WHAT IS REQUIRED: What you give back should match the listing word for word.

DATA SECTION:
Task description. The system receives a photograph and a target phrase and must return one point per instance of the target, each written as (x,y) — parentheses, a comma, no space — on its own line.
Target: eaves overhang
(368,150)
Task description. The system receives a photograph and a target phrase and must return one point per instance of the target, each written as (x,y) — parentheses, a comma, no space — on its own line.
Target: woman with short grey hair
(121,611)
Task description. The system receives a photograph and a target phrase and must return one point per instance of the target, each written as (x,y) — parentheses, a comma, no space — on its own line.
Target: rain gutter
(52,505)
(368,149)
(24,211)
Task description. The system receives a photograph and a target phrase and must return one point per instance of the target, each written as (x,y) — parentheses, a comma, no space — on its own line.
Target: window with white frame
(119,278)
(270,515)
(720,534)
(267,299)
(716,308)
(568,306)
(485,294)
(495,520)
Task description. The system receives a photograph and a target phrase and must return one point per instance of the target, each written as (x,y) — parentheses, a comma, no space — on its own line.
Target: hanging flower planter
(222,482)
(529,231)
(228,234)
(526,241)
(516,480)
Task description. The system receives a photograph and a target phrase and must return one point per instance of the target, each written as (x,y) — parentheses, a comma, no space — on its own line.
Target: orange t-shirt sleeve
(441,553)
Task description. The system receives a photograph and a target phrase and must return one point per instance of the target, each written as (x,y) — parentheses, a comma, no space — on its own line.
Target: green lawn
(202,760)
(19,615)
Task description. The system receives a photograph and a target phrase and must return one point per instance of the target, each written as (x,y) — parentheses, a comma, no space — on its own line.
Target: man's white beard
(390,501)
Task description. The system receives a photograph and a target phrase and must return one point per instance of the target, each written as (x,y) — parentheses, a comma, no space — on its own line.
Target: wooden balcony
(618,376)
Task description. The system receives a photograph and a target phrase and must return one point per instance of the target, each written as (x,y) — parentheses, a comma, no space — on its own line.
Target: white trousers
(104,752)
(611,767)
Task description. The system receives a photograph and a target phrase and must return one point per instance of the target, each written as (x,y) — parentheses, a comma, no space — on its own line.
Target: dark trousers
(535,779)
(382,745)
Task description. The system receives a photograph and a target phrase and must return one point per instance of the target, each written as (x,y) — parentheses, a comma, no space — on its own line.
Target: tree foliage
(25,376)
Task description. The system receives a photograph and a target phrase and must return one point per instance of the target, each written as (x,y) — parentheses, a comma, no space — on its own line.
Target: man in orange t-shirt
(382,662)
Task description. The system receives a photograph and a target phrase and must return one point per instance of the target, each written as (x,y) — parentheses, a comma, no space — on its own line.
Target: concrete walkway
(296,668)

RESPONSE TO THE EXERCISE:
Task description. The system receives a photograph and a target phrase and must return one point per instance of the target, each written as (x,y) — parentheses, a comma, no space — on its own line.
Target: eaves overhang
(368,150)
Task description. The system receives a photograph and a target phrase and must return one point per instance of the target, each written as (x,y) — parentheses, a comma, no space — on its own line.
Target: woman with short grey hair
(121,611)
Task description. The system receives a photograph and a target phrase and must return one point per instance of the target, each written as (x,y) — parentheses, a comma, no space — on its own line.
Target: rain gutter
(52,505)
(368,149)
(24,211)
Task description. The system receives a photograph and a target phrase and must return one point per instance of the target, each written as (x,y) — parentheses, a comma, no space — on its own line.
Target: window with white frame
(119,278)
(270,515)
(720,534)
(267,299)
(716,308)
(568,306)
(485,294)
(495,520)
Task description. The system receives a photograph and a target phrase and must return one point per instance of the target, each written as (x,y) — parentheses, a comma, no space — on its own line.
Target: hanging flower planter
(222,482)
(529,231)
(228,234)
(526,241)
(516,480)
Task description. The system receives a photograph and a target phrase and must return one point per instance of the target, each written as (x,y) — parentheses, a comma, no space — on its own line.
Target: orange t-shirt sleeve
(441,553)
Task description. The system receives a photograph and a target phrase and must return one point per instance of the target, each written as (x,y) — parentheses, a comma, no space — on its own line.
Target: green lawn
(202,760)
(19,615)
Task description. The system receives a photograph and a target phrase and must return one point per instance of the target, each written as (x,y) — parentheses, a comma, no space — on its own line.
Target: man's white beard
(390,501)
Task description. The system receives a photograph and a target phrase and must return one point per instance of the target, each written as (x,y) — parentheses, a comma, no space — on its own line.
Target: wooden balcony
(618,376)
Task description. The system receives a photograph and a target phrase and must return one point per instance of the target, each written as (x,y) — parentheses, a comma, no space — on its own line.
Target: white trousers
(104,752)
(611,767)
Task description. The system receives a photograph and a target phrase and must return one point per instance of the target, each written as (x,y) — parentheses, a comma, no space — on its own line.
Target: dark trousers
(535,779)
(382,745)
Task description. The system receives a photograph and a target phrase and must return one point per instance of the target, each written as (x,y) — parentheses, a comma, no space — on its own line.
Target: tree foliage
(25,376)
Task description. The system receives a photograph and a target phrase and must return one point per instance of the target, each written as (x,y) — parentheses, a comma, no space — on its own line.
Target: man in orange t-shirt
(382,662)
Task description. The system receives a photograph and a target phrase and must return one point per instance of the target, each written as (x,y) — parentheses, a comma, no space — on its own line.
Target: concrete walkway
(296,668)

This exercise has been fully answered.